### GIVEN RECORDS

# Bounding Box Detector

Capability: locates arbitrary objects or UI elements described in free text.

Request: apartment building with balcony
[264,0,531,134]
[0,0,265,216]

######

§ SHORT EXERCISE
Arrange the entries above as a numbered list, leaving out the blank lines.

§ EXPECTED ANSWER
1. # Bounding Box Detector
2. Capability: locates arbitrary objects or UI elements described in free text.
3. Request: apartment building with balcony
4. [264,0,531,134]
5. [0,0,265,216]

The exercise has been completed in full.